═════ PROVIDED INFORMATION ═════

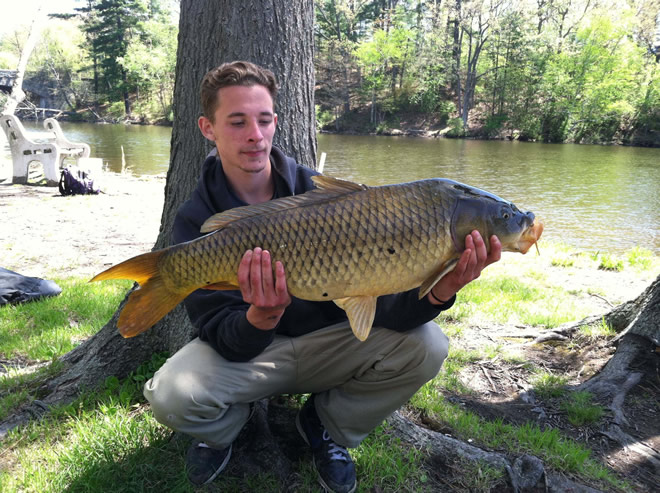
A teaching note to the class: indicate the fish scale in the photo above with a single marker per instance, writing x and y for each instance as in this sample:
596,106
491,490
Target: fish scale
343,241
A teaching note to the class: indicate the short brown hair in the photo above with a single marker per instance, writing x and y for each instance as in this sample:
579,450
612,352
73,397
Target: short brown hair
237,73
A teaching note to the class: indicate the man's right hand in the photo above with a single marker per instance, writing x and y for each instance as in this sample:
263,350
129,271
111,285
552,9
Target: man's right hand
268,297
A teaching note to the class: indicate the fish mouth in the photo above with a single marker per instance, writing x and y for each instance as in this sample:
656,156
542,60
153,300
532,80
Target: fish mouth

═════

ABOUT THIS EXERCISE:
Reproduce the data above word for word, but leave the images out.

EXPECTED ANSWER:
A teaching note to the class: indicate the fish scale in the photo above with a single marker per instance, writing x and y for each instance as in this sample:
596,106
491,490
Target: fish scale
343,241
A teaching note to the class: indicate the short brown hair in the photo above with a single marker per instance, writing x and y for each instance as in this sample:
579,450
612,352
73,397
Target: short brown hair
237,73
A teaching note to the class: indicate the man's right hand in the photo above with a single marker per instance, writing x and y for each instance as in this sample:
263,350
129,271
111,285
552,9
Target: man's right hand
268,297
A teaching note to the class: indicate the fish mouth in the photo above with a single marker per instance, writing x and y for each instance as in this sample:
656,156
542,60
153,300
532,80
Target: fish mouth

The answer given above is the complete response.